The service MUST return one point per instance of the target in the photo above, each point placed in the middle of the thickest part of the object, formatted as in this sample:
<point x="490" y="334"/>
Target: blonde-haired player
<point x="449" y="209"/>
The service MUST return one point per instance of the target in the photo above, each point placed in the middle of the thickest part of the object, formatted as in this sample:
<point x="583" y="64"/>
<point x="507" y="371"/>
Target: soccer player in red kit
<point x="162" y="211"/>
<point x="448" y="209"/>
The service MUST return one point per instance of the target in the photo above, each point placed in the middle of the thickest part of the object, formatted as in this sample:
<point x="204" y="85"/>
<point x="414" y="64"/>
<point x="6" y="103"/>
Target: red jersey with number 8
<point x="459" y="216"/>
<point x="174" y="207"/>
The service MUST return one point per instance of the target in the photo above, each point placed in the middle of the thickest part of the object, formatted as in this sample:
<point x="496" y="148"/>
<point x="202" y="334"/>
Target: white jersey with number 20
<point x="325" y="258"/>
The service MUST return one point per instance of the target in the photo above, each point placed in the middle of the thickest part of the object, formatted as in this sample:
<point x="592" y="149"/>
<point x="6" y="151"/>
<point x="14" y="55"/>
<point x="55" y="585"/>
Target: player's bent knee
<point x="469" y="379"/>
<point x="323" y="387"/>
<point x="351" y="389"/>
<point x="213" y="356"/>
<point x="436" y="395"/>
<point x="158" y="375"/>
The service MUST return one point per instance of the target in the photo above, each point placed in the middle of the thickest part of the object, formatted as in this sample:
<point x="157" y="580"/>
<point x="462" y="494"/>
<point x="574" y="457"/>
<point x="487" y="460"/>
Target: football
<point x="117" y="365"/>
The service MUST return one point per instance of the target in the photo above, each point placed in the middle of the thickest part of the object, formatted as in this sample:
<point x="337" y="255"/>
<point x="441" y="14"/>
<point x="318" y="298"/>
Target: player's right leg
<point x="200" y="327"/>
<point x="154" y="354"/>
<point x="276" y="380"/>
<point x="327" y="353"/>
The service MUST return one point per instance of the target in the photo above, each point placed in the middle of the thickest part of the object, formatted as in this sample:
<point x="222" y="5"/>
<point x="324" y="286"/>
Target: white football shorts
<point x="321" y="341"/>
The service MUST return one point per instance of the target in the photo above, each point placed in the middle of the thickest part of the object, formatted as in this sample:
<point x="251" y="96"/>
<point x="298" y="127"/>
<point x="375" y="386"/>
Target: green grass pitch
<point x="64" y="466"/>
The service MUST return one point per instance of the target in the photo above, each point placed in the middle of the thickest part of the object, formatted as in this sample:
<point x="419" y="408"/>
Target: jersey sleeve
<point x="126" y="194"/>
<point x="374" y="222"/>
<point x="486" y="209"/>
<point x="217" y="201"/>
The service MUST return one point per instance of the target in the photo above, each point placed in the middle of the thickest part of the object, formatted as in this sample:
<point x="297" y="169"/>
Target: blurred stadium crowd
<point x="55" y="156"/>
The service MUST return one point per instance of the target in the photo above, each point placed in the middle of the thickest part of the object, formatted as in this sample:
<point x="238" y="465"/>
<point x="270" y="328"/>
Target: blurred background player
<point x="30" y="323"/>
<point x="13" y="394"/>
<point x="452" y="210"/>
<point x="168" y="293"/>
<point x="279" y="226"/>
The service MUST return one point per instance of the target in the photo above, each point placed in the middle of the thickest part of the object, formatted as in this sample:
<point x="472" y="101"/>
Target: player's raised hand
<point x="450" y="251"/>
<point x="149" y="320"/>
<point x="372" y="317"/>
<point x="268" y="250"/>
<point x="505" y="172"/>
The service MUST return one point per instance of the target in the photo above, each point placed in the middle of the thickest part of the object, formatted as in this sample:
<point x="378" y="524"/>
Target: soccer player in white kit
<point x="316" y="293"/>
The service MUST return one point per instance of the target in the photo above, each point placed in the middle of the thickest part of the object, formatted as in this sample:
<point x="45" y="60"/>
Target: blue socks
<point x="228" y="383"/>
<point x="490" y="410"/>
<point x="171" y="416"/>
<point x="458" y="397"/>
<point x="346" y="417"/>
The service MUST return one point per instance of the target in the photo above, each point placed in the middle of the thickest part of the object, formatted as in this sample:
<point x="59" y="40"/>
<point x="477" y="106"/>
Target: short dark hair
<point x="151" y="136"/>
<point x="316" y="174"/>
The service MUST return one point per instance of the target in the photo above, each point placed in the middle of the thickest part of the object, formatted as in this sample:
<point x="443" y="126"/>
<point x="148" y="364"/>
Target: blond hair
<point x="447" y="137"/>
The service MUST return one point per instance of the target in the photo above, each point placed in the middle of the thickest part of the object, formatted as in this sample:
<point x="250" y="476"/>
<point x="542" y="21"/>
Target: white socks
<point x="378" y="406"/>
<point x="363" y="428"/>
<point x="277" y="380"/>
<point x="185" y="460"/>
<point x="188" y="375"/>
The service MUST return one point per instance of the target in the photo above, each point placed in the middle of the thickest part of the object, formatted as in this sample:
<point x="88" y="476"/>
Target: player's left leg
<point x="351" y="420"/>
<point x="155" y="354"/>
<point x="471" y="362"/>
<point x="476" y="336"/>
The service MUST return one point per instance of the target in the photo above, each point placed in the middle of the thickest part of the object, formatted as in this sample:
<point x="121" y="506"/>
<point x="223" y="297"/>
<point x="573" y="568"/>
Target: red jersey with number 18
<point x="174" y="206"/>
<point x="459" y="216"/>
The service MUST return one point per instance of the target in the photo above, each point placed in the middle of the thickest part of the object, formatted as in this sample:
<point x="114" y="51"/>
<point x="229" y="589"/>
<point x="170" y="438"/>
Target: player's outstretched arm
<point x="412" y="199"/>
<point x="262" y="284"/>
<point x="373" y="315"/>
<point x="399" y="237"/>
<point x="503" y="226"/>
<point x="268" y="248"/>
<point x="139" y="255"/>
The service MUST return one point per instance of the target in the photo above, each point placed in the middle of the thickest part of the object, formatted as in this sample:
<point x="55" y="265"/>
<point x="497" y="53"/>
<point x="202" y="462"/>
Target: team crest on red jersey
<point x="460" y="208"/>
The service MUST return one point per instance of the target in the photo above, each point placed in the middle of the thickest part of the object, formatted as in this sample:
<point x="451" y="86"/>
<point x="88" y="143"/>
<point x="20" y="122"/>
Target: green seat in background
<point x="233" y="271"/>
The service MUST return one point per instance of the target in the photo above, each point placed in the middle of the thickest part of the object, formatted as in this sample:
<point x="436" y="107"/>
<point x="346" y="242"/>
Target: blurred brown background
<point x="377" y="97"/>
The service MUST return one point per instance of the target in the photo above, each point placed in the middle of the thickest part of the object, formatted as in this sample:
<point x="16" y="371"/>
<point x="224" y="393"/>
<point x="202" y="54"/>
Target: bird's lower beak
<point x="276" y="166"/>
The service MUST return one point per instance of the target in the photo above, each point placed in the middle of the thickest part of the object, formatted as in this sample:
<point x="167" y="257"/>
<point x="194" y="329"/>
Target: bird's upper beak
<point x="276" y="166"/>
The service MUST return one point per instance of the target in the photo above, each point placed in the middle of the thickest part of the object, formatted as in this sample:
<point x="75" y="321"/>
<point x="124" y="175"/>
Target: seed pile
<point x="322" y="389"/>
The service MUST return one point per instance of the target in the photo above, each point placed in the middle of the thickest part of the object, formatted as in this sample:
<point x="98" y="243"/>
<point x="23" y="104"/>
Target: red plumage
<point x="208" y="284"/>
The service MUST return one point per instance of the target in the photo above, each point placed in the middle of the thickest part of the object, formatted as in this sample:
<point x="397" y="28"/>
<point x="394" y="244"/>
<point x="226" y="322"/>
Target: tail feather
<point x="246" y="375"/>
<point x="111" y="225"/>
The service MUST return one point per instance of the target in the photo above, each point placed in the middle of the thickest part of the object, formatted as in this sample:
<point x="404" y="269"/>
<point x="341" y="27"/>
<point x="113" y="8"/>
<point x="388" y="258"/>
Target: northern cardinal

» **The task**
A word-for-word copy of the lines from the one with "Target: bird's lower beak" through the end of the listing is what should be returned.

» **Result of the task**
Target: bird's lower beak
<point x="276" y="166"/>
The service MUST return one point per instance of the target in the photo above, each point placed in the middle of the thickest part of the object, formatted as in this sample:
<point x="167" y="257"/>
<point x="194" y="329"/>
Target: bird's upper beak
<point x="276" y="166"/>
The service MUST return one point per instance of the target in the photo above, each point placed in the middle of the thickest part of the object, formatted as in this sample:
<point x="75" y="321"/>
<point x="124" y="175"/>
Target: seed pile
<point x="322" y="389"/>
The service MUST return one point per instance of the target in the photo above, each point placed in the middle of the thickest part of the object, formatted as in this sample:
<point x="98" y="243"/>
<point x="23" y="104"/>
Target: red plumage
<point x="208" y="284"/>
The service MUST return one point per instance of the target in the photo above, each point placed in the middle of the thickest part of the object, formatted as in this sample:
<point x="397" y="28"/>
<point x="394" y="244"/>
<point x="226" y="322"/>
Target: tail feather
<point x="246" y="375"/>
<point x="111" y="225"/>
The service MUST return one point per instance of the target in the photo above, each point placed in the middle of the thickest part of the object, formatted as in this sample:
<point x="404" y="269"/>
<point x="341" y="27"/>
<point x="113" y="8"/>
<point x="388" y="258"/>
Target: northern cardinal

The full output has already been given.